# Supplied material:

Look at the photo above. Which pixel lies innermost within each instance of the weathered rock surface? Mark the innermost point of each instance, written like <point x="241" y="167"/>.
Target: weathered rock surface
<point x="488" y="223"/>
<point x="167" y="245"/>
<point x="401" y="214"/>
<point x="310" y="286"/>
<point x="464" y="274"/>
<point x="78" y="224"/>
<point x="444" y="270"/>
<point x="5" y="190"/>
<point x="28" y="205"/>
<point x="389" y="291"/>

# Goal of the exercise:
Exactly reproduce all of the entries.

# Exercise result:
Look at the photo above. Which pixel lies innermost within each instance of the weathered rock surface? Mark the innermost point of each instance, written like <point x="241" y="167"/>.
Target: weathered rock surface
<point x="488" y="223"/>
<point x="167" y="245"/>
<point x="401" y="214"/>
<point x="310" y="286"/>
<point x="464" y="274"/>
<point x="78" y="224"/>
<point x="444" y="270"/>
<point x="5" y="190"/>
<point x="28" y="205"/>
<point x="389" y="291"/>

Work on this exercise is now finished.